>> BEGIN Extracted records

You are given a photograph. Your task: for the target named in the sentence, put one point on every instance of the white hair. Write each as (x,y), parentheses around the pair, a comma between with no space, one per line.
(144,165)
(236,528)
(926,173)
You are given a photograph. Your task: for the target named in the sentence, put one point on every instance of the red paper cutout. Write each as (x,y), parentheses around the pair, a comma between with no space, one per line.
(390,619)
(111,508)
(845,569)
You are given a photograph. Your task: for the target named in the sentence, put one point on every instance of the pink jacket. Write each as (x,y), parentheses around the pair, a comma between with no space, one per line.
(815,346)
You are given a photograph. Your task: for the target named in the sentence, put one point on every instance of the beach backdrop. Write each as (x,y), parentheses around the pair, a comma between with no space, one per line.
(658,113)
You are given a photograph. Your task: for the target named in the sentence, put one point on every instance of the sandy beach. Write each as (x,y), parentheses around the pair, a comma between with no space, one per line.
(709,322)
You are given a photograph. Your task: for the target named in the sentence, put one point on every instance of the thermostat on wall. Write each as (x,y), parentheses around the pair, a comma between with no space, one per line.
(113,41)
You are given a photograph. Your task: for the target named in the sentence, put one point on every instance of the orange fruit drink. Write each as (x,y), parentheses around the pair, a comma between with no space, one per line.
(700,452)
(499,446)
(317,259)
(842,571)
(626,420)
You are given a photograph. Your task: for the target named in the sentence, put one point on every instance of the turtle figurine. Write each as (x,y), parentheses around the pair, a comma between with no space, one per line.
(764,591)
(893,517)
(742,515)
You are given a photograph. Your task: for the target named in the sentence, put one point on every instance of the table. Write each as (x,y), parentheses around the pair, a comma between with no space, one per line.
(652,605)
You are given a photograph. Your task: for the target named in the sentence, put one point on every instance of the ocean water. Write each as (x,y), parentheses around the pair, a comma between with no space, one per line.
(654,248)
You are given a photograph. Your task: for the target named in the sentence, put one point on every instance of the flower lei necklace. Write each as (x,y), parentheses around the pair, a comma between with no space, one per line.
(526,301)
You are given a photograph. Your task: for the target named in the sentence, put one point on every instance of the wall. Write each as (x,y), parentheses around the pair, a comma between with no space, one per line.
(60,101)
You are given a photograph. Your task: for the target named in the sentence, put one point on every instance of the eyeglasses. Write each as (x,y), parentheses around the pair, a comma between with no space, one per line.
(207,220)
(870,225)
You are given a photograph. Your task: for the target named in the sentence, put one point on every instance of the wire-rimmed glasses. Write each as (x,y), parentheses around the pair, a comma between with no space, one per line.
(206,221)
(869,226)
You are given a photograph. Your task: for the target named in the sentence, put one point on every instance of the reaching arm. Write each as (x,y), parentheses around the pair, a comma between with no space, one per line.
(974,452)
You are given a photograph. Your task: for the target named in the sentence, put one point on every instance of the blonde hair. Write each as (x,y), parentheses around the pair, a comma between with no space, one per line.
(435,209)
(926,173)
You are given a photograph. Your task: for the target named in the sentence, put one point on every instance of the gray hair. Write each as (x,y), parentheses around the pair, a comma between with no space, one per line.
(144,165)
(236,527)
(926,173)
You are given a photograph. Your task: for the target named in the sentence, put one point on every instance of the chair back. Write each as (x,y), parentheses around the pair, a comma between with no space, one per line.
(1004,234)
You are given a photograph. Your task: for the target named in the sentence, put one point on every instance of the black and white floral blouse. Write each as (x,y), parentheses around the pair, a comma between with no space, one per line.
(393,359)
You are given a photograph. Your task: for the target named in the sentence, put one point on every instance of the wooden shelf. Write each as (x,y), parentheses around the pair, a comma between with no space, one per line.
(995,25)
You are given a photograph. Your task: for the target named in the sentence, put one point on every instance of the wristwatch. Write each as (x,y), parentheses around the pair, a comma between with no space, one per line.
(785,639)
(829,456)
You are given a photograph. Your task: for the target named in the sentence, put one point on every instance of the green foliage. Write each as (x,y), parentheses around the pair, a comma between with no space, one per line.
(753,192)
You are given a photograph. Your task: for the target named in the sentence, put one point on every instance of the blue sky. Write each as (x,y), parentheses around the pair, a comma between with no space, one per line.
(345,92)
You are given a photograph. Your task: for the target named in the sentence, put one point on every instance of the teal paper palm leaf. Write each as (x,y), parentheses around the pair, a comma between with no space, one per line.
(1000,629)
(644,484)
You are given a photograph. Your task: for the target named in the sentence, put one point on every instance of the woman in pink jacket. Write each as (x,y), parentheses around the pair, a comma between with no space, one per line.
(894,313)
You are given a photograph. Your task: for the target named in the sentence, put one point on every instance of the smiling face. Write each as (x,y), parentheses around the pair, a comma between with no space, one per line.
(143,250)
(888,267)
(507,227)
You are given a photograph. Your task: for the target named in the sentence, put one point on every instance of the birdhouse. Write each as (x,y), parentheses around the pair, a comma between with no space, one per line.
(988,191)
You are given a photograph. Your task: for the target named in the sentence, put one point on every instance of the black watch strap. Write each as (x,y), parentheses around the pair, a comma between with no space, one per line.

>> END Extracted records

Every record shown above should be written out again exactly.

You are given a photograph. Your task: for the target named in the sentence, put one point on every instance of the white hair. Write each as (x,y), parentheses around the pair, a comma between with no space, one per line.
(144,165)
(236,528)
(926,173)
You are given a photograph. Your task: for the target named in the sentence, put one point on every instance of the red paper cutout. Write each as (x,y), parentheses around the pair, a comma between with no space, one per line.
(390,619)
(111,508)
(845,569)
You are given a photograph. Your task: for the target named in the sentence, put one point on every instance of the pink jacket. Write each as (x,y), parentheses around the pair, a comma between with no space, one per line.
(815,346)
You are given a photograph. Your task: for the target named in the sentence, put one point on every instance of the beach backdrop. Write each as (x,y), parentheses around the pair, a comma between with no space, one per line.
(658,113)
You are given a photograph. Your task: for the target named in the sentence, put one point on every instance of the sandy beach. Write each as (x,y), parentheses around the pair, a comma between with no space, one per line.
(709,322)
You are given a photograph. Your task: for the target named in the sentence, put one point on every instance of the thermostat on wall. Write each as (x,y), parentheses around the pair, a comma between with no space, one per line.
(113,41)
You are given a photograph. Your task: for the target named in the sentence, put one point on every instance of the orange fruit drink. Write each as (x,y), parentheses around the pair, a comma between with no space, one per line.
(700,452)
(499,446)
(317,259)
(842,571)
(626,420)
You are given a photograph. Your task: for the target named in the sentence, put one point on every instance of the turtle figurine. Write each as (x,y), parentheses around the pair, a comma between with no space, one per line.
(764,591)
(893,517)
(742,515)
You are given a photograph. Your task: for the target named in the sentence, put one point on every instance of the table. Write each as (x,y), parentheses around the pair, a comma between with no space, one per line.
(652,605)
You are given a photograph. Your task: for the target named in the sentence, put one point on every instance of the ocean water. Write each as (x,y), parentheses around the pair, a comma between with no space, one per line.
(654,248)
You are given a photograph. Your task: for the target named in the sentence, put one point on every instance of the flower lei necklace. Write each as (x,y), parentheses around the pair, a comma between with no space, one per line.
(526,301)
You are given a photograph. Your task: for the target named in the sentence, put one point on every instance of the wall. Write each as (x,y), parentheses around the pair, a comma between with no space, one per line.
(60,101)
You are given a photograph. Your task: for the target named in the sentence, put one point on every instance of the eyeglasses. Write each as (x,y), parentheses around the pair, a comma between with no space, one per line.
(207,220)
(870,225)
You are given a photograph. Your task: for the target named in the sentence, put one point on every instance of the wire-rimmed glasses. Write each as (x,y), parentheses around the pair, a comma between with no space, one per line.
(206,221)
(869,226)
You are given a photograph. Your task: for the target named in the sentence, put one point on every instance of the reaching arm. Write each as (x,y), parentheses around the pair, a comma between with no space, one per line.
(974,452)
You are given a photograph. Your task: for the target named in the sentence, put one point on every instance of the blonde hair. Write each as (x,y), parentheses around the pair, a comma between with no space, one per line.
(435,209)
(926,173)
You are given a photograph. Your task: for the target named in the sentence, put one point on every instance of the gray hair. Write each as (x,y), parentheses around the pair, a comma between with no space, one per line.
(144,165)
(236,527)
(926,173)
You are given a photograph. Your task: for the target named in the sentence, put one point on every instance of the chair back. Write each as (x,y), parentheses around the pair, a comma between with no space, one per line.
(1004,234)
You are given a photograph. Your task: for the target named in the sentence, put one point on every instance of the black and white floral blouse. Write each as (x,y), parentheses around the pair, a comma between with no space, one per line.
(393,359)
You are given a photograph. Your task: for the target named in the sentence, put one point on every instance of the wooden shelf. Write each as (x,y), parentheses around the pair, a comma between with no space, one per line.
(995,25)
You are given a photograph. Your task: for the target named in the sentence, put one point on every instance of the wristwatch. Write each as (x,y), parentheses around the pair, a comma between with no space, one per line.
(785,639)
(829,456)
You are given a photograph. Your task: for the target named in the sentence, put one point on every instance of the green foliage. Write each as (x,y), parentheses around the pair, a comma between with no space, one per line.
(753,192)
You are given a photograph. Your task: for the target named in the sentence, put one point on every instance of the blue sky. Write each as (x,y), parentheses around the pair, a comma between with no space, one per line.
(345,92)
You are given a photograph. Your task: for the target named in the sentence, put one point on every instance of the teal paper palm leaf. Write each as (x,y), parentheses around the pair, a comma between with no space, one per line.
(1000,629)
(644,484)
You are given a photograph. Your task: for the target named in the sentence, put one point on every instance of the woman in pink jacket. Write each as (x,y), parentheses around the pair, a comma between with no space, one per line.
(894,313)
You are given a photograph. Your task: for the target named in the sentence, put one point on every instance of the smiling face. Write each as (x,y), parentheses around the pair, a comma between with no space, one per line.
(143,250)
(888,267)
(507,227)
You are given a photograph. Your task: for the target named in the sentence, put one point on every instance of the birdhouse. Write each as (x,y), parentheses around the pair, a comma between with no space, one per line.
(988,191)
You are given a photograph. Your task: for the target named in the sentence, put one point on every instance of the black watch strap. Write each as (x,y), parentheses around the pair, a comma between with no space, one per line.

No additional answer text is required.